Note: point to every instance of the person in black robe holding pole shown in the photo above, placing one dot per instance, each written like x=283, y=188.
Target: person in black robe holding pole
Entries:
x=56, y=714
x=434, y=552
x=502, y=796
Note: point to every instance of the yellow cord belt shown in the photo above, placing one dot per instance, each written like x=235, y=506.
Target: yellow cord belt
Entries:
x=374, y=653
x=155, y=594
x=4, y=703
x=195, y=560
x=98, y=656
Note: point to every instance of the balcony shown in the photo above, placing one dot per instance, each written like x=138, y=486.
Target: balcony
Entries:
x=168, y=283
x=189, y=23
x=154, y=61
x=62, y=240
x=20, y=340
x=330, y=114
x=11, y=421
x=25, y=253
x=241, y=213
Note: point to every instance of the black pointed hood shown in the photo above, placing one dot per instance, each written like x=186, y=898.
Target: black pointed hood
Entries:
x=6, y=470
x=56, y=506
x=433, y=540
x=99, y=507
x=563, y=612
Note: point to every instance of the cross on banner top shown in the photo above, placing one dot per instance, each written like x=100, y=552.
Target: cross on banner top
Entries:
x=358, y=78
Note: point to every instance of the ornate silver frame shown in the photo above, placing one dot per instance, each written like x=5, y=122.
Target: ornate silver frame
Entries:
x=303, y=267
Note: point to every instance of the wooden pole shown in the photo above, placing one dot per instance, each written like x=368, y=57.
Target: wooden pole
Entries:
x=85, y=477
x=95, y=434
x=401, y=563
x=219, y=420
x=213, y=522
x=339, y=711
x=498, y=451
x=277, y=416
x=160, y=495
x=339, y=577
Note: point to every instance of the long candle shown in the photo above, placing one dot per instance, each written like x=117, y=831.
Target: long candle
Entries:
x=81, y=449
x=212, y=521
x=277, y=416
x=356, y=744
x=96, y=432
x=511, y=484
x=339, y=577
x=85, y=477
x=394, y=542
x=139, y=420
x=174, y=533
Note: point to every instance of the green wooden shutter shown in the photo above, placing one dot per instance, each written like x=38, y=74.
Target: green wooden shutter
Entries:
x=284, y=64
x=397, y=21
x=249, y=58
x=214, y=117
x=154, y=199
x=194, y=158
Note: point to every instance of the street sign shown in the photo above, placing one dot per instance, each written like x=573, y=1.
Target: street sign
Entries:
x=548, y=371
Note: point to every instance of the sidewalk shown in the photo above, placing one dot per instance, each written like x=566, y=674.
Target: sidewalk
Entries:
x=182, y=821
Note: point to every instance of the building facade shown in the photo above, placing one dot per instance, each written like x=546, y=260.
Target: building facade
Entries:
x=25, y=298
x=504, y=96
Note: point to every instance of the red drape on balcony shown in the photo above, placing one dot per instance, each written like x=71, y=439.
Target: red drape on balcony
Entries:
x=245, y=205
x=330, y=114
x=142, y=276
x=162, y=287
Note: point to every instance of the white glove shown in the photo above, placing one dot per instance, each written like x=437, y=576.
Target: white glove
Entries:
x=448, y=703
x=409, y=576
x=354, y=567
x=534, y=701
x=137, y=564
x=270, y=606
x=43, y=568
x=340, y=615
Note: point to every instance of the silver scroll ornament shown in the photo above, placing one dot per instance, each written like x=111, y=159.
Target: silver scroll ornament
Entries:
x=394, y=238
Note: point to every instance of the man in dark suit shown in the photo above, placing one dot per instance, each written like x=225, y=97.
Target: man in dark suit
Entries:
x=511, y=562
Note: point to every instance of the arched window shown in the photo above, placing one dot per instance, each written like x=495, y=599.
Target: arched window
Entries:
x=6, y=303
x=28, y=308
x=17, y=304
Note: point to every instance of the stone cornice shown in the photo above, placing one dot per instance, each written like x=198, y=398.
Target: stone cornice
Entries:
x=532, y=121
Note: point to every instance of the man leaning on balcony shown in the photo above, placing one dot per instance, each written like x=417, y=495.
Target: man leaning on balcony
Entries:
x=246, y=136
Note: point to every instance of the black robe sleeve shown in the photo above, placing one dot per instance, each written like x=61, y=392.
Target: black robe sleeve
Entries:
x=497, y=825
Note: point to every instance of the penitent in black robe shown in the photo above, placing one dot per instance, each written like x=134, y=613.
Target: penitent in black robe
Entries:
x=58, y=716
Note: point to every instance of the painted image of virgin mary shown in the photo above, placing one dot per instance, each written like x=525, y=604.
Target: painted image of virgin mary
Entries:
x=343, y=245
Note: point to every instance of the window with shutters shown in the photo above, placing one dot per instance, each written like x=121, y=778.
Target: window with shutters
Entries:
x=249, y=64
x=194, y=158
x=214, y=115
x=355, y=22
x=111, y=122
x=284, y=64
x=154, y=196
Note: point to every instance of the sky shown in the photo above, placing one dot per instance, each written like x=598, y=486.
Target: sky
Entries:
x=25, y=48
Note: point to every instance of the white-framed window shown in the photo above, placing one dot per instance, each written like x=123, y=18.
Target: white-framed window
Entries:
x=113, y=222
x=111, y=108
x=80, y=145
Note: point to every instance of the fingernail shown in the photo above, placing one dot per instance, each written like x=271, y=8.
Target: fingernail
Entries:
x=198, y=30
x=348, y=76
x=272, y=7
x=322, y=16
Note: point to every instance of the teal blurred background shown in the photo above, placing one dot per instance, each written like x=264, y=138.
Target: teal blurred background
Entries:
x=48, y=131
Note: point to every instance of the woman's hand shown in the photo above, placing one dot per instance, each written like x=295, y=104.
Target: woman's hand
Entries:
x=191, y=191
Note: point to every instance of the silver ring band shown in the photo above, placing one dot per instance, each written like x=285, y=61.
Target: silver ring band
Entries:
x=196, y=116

◆ ◆ ◆ ◆

Put all of the records above into a two-column CSV with the header text,answer, giving one row per record. Place each record's text and its answer in separate double-quoted fields, replacing line breaks with spaces.

text,answer
"Note: point to every instance of the person in black robe holding pole shown in the photo above, placing one dot per instance, each written like x=283, y=188. Target: person in black robe holding pole Entries:","x=56, y=714 x=434, y=552 x=502, y=796"
"Note: point to every instance of the yellow cord belt shown in the photo above, placing one dot per instance, each written like x=235, y=506. Target: yellow cord belt Entries:","x=374, y=653 x=155, y=594 x=4, y=703 x=195, y=560 x=98, y=656"
"Note: point to every instance of the balcony shown in the photo above, placing one dot per instance, each written like x=138, y=486. Target: balcony Entries:","x=168, y=283 x=189, y=23 x=154, y=61 x=62, y=240 x=20, y=340 x=330, y=114 x=11, y=421 x=25, y=253 x=241, y=213"
"Note: point to every instance of the black pointed hood shown in the photo above, placing one dot per instance, each written like x=186, y=898. Target: black pointed hood Entries:","x=6, y=470 x=56, y=506 x=433, y=540 x=99, y=507 x=563, y=612"
"Note: point to every instance of the cross on banner top shown in the photo above, placing one dot per instance, each written like x=100, y=552. Target: cross on banner top Entries:","x=358, y=78"
"Note: point to every instance of the ornate silver frame shown in the photo above, placing one dot per instance, each written like x=5, y=122. Target: ornate silver frame Entries:","x=303, y=267"
"Note: point to every instance of the wooden pole shown in the photo above, placing one dot per instance, each written like x=368, y=57. Target: wooden pole Entries:","x=85, y=477 x=95, y=434 x=401, y=563 x=219, y=420 x=213, y=522 x=339, y=711 x=498, y=451 x=277, y=416 x=160, y=495 x=339, y=577"
"Note: point to every instance of the long candle shown in the photo above, placing one dot per instance, each written like x=117, y=831. Target: long candle Entries:","x=81, y=449 x=212, y=521 x=277, y=416 x=356, y=744 x=96, y=432 x=511, y=484 x=339, y=577 x=85, y=477 x=394, y=542 x=139, y=420 x=174, y=533"
"Note: point to every instance of the green wooden shutter shown in the photo above, placing one dot per instance, each written like x=38, y=74. Target: green wooden shutter Entries:","x=284, y=64 x=397, y=21 x=249, y=58 x=214, y=117 x=154, y=199 x=194, y=158"
"Note: point to every instance of the street sign shown in the photo above, placing one dot per instance, each written like x=573, y=1. Target: street sign Entries:","x=548, y=371"
"Note: point to every instance of the sidewalk shown in the photo above, placing one dot per instance, each written like x=566, y=674. Target: sidewalk Entries:","x=182, y=821"
"Note: point to every instance of the building facade shown in the photo above, placing one dot per instance, each written like x=546, y=260. Target: building facade Entries:","x=25, y=298 x=504, y=96"
"Note: point to every instance of the red drape on balcony shown in the photo above, placing one dot per instance, each written like x=71, y=439. Target: red drape on balcony Entries:","x=245, y=205 x=330, y=114 x=142, y=276 x=162, y=287"
"Note: point to every instance of the white glove shown in the photo above, placing one dot per instance, each written like x=437, y=576. Target: white glove Entries:","x=448, y=703 x=409, y=576 x=354, y=567 x=534, y=701 x=137, y=564 x=270, y=606 x=43, y=568 x=340, y=615"
"Note: point to every instance of the silver scroll ornament shown in the photo above, placing one dot per instance, each written like x=111, y=159. Target: silver scroll ornament Entries:","x=394, y=238"
"Note: point to every instance of the man in dark suit shown in the photo above, placing one dot per instance, each written like x=225, y=97. Target: man in dark suit Entries:","x=511, y=562"
"Note: point to every instance of the arched window shown in the photo above, placing one dot per instance, each written like x=495, y=599. Target: arched window Entries:","x=6, y=303 x=28, y=308 x=17, y=304"
"Note: point to every instance of the stone cornice shown in the photo above, placing one dot per instance, each written like x=198, y=398. Target: stone cornice Entries:","x=532, y=121"
"Note: point to every instance of the man leaning on balcony shown in the photo above, placing one dot per instance, each written like x=417, y=495. Target: man leaning on balcony Entries:","x=246, y=136"
"Note: point to every instance of the black robe sleeve shown in the photo above, placing one dot per instance, each written like x=61, y=392. Target: black robe sleeve Entries:","x=497, y=825"
"Note: point to every instance of the penitent in black robe shown in the photo above, placing one dot per instance, each written like x=134, y=613. Target: penitent in black robe Entries:","x=58, y=716"
"Note: point to every instance of the painted image of virgin mary shown in the photo above, placing one dot per instance, each written like x=525, y=604. Target: painted image of virgin mary Entries:","x=343, y=245"
"Note: point to every instance of the window with shutters shown in the photo above, placing one dot per instance, each written like x=121, y=778. Target: window with shutters Entries:","x=249, y=64 x=194, y=158 x=214, y=115 x=355, y=22 x=111, y=122 x=284, y=64 x=154, y=196"
"Note: point to every instance of the sky shown in the photo above, placing one dot per instance, each written like x=598, y=486. Target: sky Entries:","x=25, y=48"
"Note: point to every instance of the white-framed window shown in the photo above, placing one dot per instance, each written like x=123, y=18. Target: white-framed window Entries:","x=113, y=222 x=111, y=108 x=80, y=145"
"Note: point to every instance of the fingernail shown in the photo above, placing one dot per instance, each written like x=271, y=8. Target: fingernail Entries:","x=198, y=30 x=348, y=76 x=272, y=7 x=322, y=16"
"Note: point to every instance of the teal blurred background shown in the photo above, placing one dot per instance, each written like x=264, y=138. Target: teal blurred background Entries:","x=48, y=131"
"Note: point to every instance of the woman's hand shown in the photo above, placing one dot per instance, each written like x=295, y=104. Target: woman's hand Entries:","x=191, y=191"
"Note: point to every instance of the silver ring band shown in the photo above, placing one dot per instance, each written like x=285, y=61. Target: silver ring band Entries:","x=196, y=116"